** Opening SUPPLIED MATERIAL block **

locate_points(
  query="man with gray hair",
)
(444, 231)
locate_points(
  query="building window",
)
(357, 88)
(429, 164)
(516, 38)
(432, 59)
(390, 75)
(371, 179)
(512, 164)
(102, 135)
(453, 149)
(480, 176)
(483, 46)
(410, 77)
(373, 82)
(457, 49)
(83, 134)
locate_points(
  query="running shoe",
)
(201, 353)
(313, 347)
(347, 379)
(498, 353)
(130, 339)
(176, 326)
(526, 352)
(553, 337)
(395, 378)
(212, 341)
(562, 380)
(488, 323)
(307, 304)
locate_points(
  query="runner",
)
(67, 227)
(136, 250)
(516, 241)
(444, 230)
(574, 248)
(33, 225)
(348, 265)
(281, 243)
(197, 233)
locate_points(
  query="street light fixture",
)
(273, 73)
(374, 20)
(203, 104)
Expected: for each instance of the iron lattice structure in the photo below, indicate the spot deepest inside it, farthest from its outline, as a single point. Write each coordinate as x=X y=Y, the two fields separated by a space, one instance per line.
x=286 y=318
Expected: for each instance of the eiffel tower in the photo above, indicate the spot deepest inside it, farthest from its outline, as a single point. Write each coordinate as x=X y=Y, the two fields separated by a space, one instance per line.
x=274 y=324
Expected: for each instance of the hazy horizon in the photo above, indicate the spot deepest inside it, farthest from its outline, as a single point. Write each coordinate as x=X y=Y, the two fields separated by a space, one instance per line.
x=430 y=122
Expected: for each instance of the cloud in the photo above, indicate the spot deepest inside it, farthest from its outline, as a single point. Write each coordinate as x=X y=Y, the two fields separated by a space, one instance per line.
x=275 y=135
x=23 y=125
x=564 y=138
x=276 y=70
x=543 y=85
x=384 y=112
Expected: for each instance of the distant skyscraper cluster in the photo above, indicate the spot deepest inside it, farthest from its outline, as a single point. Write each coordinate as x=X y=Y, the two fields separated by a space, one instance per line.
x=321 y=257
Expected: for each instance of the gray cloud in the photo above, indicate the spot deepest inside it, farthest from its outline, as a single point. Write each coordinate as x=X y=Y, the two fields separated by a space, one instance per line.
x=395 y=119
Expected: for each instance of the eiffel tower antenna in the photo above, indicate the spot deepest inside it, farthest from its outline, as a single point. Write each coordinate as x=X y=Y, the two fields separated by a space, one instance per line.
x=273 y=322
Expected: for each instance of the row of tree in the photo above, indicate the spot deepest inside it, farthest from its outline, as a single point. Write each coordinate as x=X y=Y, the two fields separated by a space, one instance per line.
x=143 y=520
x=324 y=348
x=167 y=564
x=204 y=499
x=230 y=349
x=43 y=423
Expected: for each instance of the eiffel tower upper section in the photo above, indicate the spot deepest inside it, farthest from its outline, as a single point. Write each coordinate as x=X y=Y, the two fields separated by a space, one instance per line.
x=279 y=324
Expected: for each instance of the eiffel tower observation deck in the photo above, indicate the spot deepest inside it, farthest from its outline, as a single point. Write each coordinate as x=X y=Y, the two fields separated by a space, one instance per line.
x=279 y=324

** Closing SUPPLIED MATERIAL block **

## TASK TO CARRY OUT
Tally the lines of the entries above that hold the word "query"; the number is the whole answer.

## ANSWER TO THIS TASK
5